*Extract*
Man stands in a field with his hands in his pockets.

MICHAEL DAGHITA

He admits he was a miserable student in high school. At one point, Michael Daghita had a 1.6 grade point average – on track to repeat his final year as a “super senior.” When he made it to graduation, Daghita dusted off his hands: “There you go. Done!”

Then he started full-time work at a call center in Greeley, his hometown. Daghita sat in a sea of desks, in front of a computer monitor, wearing a headset. He took nonstop calls from people agitated about pharmacy coupons, cellphone service, and bankcard use. He had co-workers who’d been at it for decades.

“College sounds pretty good,” he thought.

I really couldn't be more thankful. Graduating with this degree is the most far-reaching goal I could have had.

Daghita first enrolled at Aims Community College in Greeley. He was impressed by his older brother, who works in information technology, so Daghita took a class in computer programming. He struggled through tears of frustration, but soon began to shine. Before long, he had a 3.9 GPA and an associate of science degree.

*What to work on*
List every subject the callers were agitated about in the profile of Michael Daghita. The material that follows is taken from a different source than the profile.

*Raw data*
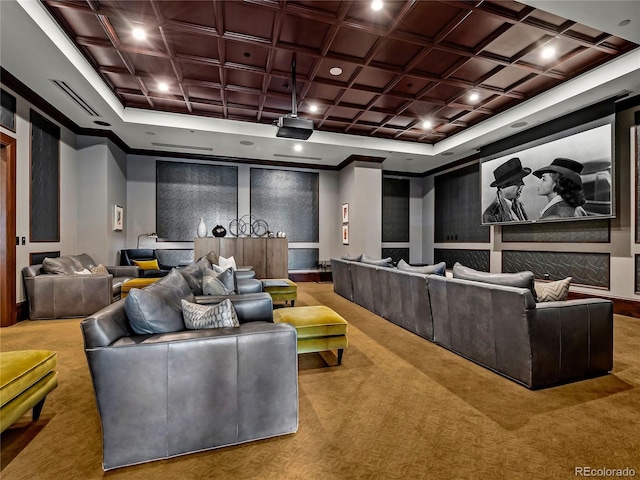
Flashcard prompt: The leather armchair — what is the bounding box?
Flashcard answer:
[80,293,298,470]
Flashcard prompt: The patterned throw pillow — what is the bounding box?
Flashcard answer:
[218,255,238,270]
[535,277,571,302]
[182,299,240,330]
[91,264,109,275]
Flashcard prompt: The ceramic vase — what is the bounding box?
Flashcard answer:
[198,217,207,238]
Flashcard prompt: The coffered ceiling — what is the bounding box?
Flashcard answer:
[2,0,638,171]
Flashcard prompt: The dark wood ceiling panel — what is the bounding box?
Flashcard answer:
[42,0,637,143]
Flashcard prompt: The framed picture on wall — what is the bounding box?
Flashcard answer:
[342,203,349,223]
[113,205,124,232]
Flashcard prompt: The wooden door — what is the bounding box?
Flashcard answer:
[0,132,17,327]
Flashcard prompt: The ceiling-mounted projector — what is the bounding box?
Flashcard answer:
[276,115,313,140]
[276,53,313,140]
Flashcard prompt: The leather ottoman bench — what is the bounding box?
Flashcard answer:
[0,350,58,432]
[261,278,298,307]
[120,277,162,298]
[273,305,348,365]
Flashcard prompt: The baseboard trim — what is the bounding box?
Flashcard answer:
[569,292,640,318]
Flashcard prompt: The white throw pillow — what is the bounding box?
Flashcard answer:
[218,255,238,270]
[181,299,240,330]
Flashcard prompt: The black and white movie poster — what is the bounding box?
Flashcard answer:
[480,124,614,224]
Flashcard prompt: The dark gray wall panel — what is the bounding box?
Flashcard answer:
[434,164,490,243]
[382,248,409,265]
[251,168,319,242]
[433,248,491,272]
[0,89,16,132]
[502,250,610,288]
[29,110,60,242]
[156,162,238,242]
[502,219,610,243]
[289,248,320,270]
[382,177,410,242]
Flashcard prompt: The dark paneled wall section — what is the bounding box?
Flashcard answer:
[251,168,320,244]
[502,219,610,243]
[29,110,60,242]
[433,248,491,272]
[156,161,238,242]
[502,250,610,288]
[382,177,410,242]
[435,164,490,243]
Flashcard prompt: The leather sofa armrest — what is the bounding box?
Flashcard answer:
[107,265,142,278]
[196,292,273,323]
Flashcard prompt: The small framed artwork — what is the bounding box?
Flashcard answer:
[113,205,124,232]
[342,225,349,245]
[342,203,349,223]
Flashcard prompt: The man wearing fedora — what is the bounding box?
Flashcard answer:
[482,157,531,223]
[533,158,587,220]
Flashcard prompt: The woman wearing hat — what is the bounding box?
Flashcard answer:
[533,158,587,219]
[482,157,531,223]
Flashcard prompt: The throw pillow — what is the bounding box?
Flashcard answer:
[182,298,240,330]
[360,253,393,267]
[535,277,572,302]
[398,259,447,276]
[124,268,195,334]
[91,264,109,275]
[218,255,238,270]
[133,259,160,270]
[453,262,538,302]
[211,265,238,293]
[202,268,233,295]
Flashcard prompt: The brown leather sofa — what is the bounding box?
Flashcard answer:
[22,253,140,320]
[331,259,613,389]
[81,270,298,470]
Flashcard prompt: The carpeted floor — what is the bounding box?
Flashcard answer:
[0,283,640,480]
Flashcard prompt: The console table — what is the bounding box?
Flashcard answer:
[193,237,289,278]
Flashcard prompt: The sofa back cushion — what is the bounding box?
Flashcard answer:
[398,259,447,276]
[453,262,538,302]
[42,256,84,275]
[360,253,393,267]
[124,269,195,334]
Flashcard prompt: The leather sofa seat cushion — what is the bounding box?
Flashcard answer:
[124,269,195,334]
[453,262,538,302]
[360,253,393,267]
[42,257,83,275]
[398,259,447,277]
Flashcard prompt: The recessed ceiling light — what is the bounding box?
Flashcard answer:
[540,47,556,58]
[131,27,147,40]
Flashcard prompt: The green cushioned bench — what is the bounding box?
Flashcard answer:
[273,305,348,365]
[0,350,58,432]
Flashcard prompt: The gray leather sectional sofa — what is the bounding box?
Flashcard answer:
[331,259,613,389]
[81,258,298,470]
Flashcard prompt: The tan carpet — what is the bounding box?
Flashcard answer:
[0,283,640,480]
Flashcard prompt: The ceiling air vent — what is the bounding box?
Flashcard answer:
[151,142,213,152]
[51,80,100,117]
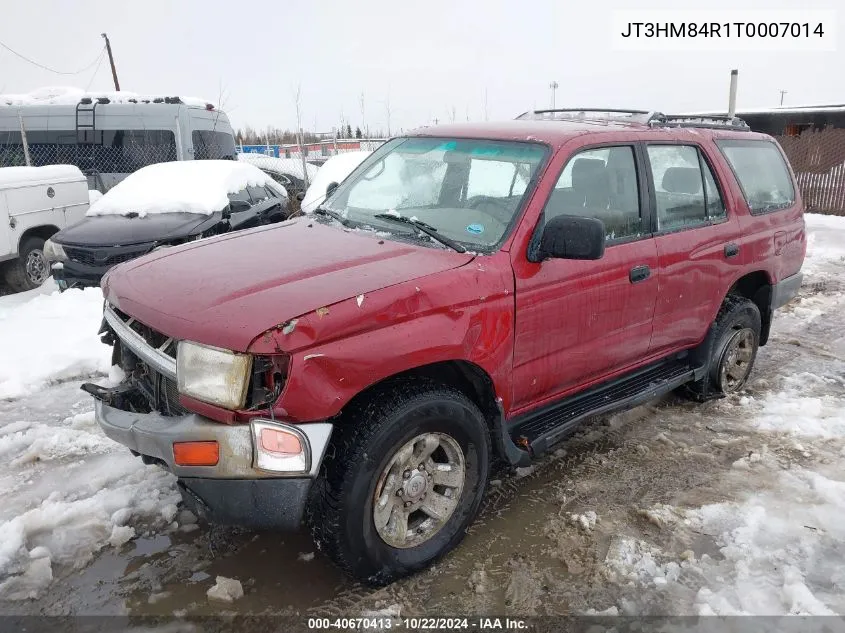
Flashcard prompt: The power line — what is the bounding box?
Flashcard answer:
[0,42,105,75]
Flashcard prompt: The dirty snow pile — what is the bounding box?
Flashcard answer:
[0,281,111,399]
[0,281,180,600]
[86,160,272,217]
[605,215,845,615]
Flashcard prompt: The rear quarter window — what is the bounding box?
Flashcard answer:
[716,139,795,215]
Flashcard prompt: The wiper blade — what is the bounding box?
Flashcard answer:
[373,213,467,253]
[314,205,349,226]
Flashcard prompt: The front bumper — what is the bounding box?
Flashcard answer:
[95,400,332,530]
[52,261,113,290]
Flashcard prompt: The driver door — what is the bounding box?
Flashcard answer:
[511,144,658,409]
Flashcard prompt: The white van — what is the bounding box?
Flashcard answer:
[0,88,235,193]
[0,165,88,292]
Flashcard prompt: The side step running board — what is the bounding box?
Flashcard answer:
[508,359,695,457]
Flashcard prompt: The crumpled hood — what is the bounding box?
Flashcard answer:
[103,218,473,351]
[52,213,209,246]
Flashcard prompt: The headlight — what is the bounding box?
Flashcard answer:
[44,240,67,262]
[176,341,252,409]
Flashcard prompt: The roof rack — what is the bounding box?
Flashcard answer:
[648,112,751,132]
[516,108,655,123]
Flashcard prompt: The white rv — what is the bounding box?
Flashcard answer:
[0,165,88,291]
[0,88,235,192]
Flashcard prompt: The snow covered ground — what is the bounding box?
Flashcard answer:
[0,216,845,615]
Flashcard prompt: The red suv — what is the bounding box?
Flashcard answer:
[84,111,806,583]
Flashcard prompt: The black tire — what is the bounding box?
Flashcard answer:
[686,295,761,400]
[306,381,490,585]
[5,237,51,292]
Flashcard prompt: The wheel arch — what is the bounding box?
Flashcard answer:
[18,224,59,254]
[723,270,772,347]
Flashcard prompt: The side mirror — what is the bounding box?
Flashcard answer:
[540,215,604,261]
[229,200,252,213]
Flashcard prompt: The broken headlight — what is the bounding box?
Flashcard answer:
[176,341,252,409]
[43,240,67,262]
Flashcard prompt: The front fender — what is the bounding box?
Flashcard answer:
[250,258,514,421]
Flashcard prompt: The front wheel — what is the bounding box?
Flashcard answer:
[307,383,490,584]
[6,237,50,292]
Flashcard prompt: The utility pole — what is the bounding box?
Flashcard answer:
[100,33,120,92]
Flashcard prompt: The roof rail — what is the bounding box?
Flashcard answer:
[648,112,751,132]
[516,108,655,123]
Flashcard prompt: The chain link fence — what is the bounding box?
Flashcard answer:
[777,127,845,215]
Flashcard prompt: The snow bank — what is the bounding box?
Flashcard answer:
[302,151,372,213]
[0,288,111,399]
[86,160,272,217]
[752,368,845,438]
[687,468,845,615]
[0,165,85,187]
[238,152,319,182]
[0,86,214,108]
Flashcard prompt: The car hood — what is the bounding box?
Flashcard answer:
[51,213,214,246]
[103,218,474,351]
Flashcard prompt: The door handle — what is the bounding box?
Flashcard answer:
[628,266,651,284]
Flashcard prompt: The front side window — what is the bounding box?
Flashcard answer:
[191,130,235,160]
[716,139,795,214]
[323,137,547,249]
[544,145,643,241]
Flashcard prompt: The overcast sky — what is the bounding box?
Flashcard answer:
[0,0,845,133]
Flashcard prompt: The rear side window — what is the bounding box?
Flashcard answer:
[191,130,235,160]
[716,140,795,214]
[648,145,725,231]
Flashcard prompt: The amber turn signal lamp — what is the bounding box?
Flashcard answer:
[173,441,220,466]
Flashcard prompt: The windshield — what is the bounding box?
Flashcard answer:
[324,138,546,250]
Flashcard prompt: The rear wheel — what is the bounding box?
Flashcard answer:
[687,296,761,399]
[307,382,490,584]
[6,237,50,292]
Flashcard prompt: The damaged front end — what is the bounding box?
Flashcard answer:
[81,304,288,423]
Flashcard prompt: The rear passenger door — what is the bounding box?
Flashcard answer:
[645,143,743,354]
[512,144,657,408]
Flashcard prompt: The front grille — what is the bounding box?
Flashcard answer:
[110,306,176,358]
[121,344,188,416]
[108,306,183,415]
[64,244,150,266]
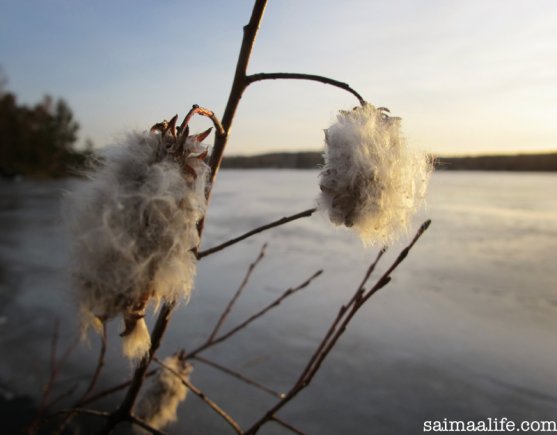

*Answer to the exercise*
Pharmacy coupons, cellphone service, bankcard use